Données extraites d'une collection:
—————
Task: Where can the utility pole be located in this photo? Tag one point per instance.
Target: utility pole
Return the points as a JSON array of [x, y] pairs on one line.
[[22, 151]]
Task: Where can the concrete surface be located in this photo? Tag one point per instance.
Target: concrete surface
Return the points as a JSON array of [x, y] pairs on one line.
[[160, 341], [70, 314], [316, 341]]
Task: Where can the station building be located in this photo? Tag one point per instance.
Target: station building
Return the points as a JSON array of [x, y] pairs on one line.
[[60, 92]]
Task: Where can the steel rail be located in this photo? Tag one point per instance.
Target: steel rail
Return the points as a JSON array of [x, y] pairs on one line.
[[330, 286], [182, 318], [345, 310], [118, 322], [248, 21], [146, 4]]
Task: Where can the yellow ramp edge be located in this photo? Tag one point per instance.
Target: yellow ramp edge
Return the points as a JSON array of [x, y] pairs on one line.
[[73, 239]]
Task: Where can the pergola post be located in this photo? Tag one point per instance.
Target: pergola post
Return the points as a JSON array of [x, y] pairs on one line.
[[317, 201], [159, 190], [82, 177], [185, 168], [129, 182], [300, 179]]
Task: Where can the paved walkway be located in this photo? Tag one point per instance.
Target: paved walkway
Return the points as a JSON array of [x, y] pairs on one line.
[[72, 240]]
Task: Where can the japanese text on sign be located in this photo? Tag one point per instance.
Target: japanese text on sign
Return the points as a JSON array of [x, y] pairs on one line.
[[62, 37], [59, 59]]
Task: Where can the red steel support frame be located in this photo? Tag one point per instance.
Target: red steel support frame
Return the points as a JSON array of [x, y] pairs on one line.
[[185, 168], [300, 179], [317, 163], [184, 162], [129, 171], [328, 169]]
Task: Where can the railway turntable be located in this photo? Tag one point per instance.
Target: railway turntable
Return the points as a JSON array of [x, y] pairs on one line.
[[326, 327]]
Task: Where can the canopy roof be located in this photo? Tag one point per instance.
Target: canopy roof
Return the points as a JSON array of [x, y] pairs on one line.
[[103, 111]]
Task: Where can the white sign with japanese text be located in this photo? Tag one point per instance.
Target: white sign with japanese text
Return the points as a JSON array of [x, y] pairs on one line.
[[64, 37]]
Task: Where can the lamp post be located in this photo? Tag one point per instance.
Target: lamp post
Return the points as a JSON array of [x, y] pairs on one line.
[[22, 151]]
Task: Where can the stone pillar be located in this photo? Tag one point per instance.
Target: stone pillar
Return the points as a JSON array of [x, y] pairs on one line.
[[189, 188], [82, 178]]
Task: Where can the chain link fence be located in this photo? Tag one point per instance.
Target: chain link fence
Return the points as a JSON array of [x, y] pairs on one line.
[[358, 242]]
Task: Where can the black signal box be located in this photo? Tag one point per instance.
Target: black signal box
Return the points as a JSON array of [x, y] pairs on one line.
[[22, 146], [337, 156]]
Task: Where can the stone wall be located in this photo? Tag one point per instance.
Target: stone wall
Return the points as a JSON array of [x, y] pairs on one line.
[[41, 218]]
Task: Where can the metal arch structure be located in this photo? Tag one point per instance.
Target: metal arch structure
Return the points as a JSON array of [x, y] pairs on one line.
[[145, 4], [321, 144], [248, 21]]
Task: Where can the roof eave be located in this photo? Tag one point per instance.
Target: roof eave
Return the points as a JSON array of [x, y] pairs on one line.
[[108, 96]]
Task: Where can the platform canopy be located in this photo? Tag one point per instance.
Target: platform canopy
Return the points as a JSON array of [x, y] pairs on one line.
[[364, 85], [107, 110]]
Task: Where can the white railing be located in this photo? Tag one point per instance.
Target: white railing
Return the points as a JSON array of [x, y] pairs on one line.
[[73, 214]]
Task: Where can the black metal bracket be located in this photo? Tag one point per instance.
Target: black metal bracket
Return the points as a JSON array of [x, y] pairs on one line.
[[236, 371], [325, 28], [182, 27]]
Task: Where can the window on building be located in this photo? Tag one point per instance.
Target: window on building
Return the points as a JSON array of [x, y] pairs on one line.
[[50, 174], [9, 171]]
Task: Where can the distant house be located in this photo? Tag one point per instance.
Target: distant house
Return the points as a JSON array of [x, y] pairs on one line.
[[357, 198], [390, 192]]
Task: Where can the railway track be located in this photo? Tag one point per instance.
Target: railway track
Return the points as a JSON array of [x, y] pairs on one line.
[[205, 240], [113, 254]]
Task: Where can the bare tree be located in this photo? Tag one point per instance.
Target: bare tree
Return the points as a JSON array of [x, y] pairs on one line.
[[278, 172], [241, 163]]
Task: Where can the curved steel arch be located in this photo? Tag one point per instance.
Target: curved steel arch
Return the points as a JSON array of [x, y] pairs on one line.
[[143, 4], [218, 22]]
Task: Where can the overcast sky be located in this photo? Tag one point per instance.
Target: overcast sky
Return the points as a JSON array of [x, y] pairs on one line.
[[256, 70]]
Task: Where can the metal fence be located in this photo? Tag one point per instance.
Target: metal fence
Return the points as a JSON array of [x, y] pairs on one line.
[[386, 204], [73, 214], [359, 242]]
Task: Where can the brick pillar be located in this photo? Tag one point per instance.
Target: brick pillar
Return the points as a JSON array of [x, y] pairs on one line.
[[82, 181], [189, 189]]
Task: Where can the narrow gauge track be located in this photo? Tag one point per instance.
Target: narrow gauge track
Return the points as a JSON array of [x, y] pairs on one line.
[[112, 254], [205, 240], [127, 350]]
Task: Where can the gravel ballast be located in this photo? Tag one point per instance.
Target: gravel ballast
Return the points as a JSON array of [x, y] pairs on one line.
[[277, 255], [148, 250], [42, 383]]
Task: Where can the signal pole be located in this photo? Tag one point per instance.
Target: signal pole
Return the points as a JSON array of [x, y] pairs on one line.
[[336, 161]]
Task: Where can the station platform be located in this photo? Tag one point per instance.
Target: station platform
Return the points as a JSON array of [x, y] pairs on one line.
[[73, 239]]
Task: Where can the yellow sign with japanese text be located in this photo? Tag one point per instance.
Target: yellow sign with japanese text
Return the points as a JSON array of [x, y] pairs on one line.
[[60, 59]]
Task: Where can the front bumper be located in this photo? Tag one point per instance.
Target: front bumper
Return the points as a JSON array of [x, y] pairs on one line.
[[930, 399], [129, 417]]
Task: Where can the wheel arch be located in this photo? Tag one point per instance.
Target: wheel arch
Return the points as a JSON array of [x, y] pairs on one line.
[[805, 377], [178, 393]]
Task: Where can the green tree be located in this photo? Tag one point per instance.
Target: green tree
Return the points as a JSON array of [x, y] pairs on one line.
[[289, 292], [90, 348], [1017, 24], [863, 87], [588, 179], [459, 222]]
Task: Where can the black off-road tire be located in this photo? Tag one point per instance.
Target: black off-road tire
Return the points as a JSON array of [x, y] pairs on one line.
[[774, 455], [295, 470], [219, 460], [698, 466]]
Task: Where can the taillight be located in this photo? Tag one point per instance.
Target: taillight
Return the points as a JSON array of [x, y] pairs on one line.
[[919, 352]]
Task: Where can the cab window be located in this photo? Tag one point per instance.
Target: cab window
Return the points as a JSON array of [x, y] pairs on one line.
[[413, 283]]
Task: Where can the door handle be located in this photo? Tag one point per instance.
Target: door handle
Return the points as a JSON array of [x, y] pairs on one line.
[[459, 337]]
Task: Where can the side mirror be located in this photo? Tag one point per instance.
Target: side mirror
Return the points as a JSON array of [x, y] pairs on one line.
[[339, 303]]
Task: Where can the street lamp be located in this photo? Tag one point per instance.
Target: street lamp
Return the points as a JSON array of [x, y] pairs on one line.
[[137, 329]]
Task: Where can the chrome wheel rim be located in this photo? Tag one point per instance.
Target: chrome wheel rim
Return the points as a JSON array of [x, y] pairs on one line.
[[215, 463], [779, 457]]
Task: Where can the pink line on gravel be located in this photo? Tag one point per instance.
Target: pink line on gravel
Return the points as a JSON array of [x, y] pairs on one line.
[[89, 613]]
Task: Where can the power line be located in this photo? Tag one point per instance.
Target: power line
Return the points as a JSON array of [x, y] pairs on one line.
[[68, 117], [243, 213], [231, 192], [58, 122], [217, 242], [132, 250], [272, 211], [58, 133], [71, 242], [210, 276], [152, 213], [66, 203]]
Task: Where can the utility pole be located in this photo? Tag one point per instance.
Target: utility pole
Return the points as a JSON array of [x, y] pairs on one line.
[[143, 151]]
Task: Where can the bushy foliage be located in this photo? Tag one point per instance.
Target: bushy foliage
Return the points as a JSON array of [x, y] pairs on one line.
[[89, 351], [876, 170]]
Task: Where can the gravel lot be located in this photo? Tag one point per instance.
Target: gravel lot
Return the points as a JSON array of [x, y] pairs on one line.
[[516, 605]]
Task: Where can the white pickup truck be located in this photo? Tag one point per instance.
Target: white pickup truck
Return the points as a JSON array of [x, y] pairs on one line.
—————
## CONSIGNE
Remplacez « door handle » par « door latch » dans les lignes allant de celle qui contient « Task: Where can the black off-road » jusqu'à celle qui contient « [[137, 329]] », puis restituez uniquement ces lignes sans aucune autre modification.

## RÉPONSE COMPLÈTE
Task: Where can the black off-road tire be located in this photo? Tag one point per instance.
Target: black off-road tire
Return the points as a JSON array of [x, y] pairs on one line.
[[774, 455], [295, 470], [219, 460], [698, 466]]
Task: Where can the taillight be located in this photo? Tag one point per instance.
Target: taillight
Return the points as a JSON array of [x, y] pairs on one line.
[[919, 352]]
Task: Where can the cab window be located in this photo? Tag one point per instance.
Target: cab window
Return the points as a JSON array of [x, y] pairs on one line.
[[413, 283]]
Task: Where can the door latch be located in this photo? Tag one point per instance.
Target: door latch
Return the points as a JSON array of [x, y] pairs on one line.
[[459, 337]]
Task: Where can the side mirror be located in this photo? Tag one point per instance.
Target: side mirror
Return the points as a JSON array of [x, y] pairs on one line.
[[339, 303]]
Task: Where can the street lamp be located in this photo? Tag one point per instance.
Target: street lamp
Return the points as a JSON array of [x, y] pairs on one line.
[[137, 329]]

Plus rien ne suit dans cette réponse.